(Input for this task)

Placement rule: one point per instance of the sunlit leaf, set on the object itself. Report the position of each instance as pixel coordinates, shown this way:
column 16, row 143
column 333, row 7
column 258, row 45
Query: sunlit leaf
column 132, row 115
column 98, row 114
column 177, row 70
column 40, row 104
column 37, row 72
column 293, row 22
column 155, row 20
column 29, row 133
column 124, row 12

(End Input for this task)

Each line of the listing must be transcribed precisely as it appears.

Task result:
Placement rule: one point per instance of the sunlit leaf, set on the object itself. Report the position of each instance as pixel coordinates, shown this way:
column 16, row 143
column 333, row 7
column 258, row 45
Query: sunlit leaf
column 132, row 115
column 98, row 114
column 177, row 70
column 40, row 104
column 37, row 72
column 293, row 22
column 155, row 20
column 29, row 133
column 124, row 12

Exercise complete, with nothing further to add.